■ WRITTEN INSTRUCTION: Copy the material below word for word, from its first line through the line containing "column 341, row 296". Include both of those lines.

[Saved entries]
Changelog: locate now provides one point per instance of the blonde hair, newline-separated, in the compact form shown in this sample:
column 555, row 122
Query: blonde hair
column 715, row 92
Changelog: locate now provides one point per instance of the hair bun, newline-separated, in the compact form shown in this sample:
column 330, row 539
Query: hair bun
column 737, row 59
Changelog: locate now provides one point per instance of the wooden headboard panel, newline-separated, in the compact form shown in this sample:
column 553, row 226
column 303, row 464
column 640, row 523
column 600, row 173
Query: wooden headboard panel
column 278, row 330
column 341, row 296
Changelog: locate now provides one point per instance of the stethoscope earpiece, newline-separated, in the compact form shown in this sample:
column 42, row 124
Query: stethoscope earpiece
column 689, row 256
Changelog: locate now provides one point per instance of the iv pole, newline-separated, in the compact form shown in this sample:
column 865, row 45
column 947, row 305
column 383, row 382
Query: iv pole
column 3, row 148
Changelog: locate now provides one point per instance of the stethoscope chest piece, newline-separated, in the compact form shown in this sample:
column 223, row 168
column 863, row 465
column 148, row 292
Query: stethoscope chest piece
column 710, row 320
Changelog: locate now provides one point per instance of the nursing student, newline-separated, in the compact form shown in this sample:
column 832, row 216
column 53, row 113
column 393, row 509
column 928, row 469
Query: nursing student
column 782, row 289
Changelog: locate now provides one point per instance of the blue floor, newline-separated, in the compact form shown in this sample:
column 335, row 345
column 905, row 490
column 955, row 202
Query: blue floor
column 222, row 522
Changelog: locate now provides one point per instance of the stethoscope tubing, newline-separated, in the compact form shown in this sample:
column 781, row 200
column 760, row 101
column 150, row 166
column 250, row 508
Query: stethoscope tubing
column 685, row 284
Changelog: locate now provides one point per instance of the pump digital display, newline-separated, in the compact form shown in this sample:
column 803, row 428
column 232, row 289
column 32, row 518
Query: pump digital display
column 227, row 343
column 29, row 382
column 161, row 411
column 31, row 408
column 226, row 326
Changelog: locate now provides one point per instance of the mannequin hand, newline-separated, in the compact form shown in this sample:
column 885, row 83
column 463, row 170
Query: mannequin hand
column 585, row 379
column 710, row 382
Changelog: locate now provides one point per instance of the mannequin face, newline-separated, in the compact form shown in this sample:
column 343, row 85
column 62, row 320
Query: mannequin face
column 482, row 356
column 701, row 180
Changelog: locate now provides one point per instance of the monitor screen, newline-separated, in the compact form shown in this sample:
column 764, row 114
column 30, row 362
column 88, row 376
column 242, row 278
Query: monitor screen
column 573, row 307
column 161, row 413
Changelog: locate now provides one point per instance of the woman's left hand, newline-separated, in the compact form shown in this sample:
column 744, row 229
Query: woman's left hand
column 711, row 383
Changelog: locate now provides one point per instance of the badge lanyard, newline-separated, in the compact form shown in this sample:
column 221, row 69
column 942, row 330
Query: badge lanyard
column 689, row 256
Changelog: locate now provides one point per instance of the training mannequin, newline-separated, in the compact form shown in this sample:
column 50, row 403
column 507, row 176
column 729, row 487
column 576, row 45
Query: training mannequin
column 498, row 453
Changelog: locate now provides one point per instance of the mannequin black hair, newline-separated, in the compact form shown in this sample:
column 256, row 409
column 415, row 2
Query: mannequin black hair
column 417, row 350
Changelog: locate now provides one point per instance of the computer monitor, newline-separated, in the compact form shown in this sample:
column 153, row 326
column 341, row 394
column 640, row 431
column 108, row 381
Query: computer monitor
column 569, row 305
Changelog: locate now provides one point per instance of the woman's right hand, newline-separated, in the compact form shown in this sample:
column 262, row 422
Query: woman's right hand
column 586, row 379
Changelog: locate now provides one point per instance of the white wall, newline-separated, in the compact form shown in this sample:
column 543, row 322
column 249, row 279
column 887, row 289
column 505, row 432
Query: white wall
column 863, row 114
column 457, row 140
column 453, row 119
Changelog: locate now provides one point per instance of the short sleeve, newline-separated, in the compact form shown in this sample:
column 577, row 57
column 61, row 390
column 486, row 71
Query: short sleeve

■ OUTPUT OF THE EXERCISE:
Changelog: locate now provides one point per instance of the blonde hair, newline-separated, in the compact form shown in this sample:
column 555, row 122
Query: blonde hair
column 715, row 92
Changelog: locate now provides one point per instance of the hair bun, newline-separated, in the compact form shown in this sample:
column 330, row 539
Query: hair bun
column 737, row 59
Changelog: locate now provides one point per instance of the wooden headboard panel, newline-separated, in the compact form shown in this sample:
column 553, row 226
column 303, row 464
column 640, row 523
column 600, row 173
Query: wooden headboard panel
column 278, row 330
column 341, row 296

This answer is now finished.